= Given task =
Reproduce the records word for word, starting at the line that contains "Consider the photo above. For every instance of the orange" and ending with the final line of the records.

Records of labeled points
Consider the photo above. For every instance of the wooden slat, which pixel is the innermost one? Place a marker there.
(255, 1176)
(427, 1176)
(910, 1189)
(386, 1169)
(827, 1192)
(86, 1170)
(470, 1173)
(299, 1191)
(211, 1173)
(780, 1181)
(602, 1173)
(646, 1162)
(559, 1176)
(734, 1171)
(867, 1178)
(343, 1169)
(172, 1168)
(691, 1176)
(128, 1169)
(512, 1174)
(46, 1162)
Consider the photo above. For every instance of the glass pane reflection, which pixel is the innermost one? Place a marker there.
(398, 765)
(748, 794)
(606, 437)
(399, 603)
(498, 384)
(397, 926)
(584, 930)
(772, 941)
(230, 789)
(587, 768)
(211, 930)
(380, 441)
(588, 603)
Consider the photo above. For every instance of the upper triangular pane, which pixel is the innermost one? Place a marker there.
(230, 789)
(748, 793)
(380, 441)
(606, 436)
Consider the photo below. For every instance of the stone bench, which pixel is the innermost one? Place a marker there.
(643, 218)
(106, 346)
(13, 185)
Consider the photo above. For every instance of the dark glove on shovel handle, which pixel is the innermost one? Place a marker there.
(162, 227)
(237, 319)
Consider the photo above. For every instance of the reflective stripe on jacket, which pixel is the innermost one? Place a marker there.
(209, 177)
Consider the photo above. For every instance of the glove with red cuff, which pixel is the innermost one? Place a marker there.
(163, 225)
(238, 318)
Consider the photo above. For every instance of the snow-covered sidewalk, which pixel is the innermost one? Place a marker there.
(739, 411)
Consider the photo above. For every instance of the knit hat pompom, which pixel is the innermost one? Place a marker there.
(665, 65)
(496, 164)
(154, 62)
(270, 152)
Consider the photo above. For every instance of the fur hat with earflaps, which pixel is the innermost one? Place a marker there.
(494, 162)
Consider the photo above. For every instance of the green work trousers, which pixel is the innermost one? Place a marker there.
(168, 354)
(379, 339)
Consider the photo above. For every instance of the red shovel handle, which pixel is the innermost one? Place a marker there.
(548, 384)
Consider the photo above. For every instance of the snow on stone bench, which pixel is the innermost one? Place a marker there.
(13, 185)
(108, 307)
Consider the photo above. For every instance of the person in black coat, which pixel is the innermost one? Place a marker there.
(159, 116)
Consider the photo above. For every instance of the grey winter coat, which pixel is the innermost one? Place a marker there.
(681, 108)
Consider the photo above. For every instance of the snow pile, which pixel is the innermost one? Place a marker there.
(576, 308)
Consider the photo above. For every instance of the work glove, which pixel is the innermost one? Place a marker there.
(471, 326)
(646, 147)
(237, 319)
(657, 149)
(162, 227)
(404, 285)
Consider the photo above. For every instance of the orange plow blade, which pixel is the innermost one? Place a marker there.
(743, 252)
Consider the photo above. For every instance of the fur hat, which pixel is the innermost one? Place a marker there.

= Response to the exercise =
Consider the photo above. For every instance of the orange plow blade, which pixel is the innermost one? Place a marker there.
(743, 252)
Consider the photo above. For every instance of the fur hat, which pixel is the innermost one? Place a marker there.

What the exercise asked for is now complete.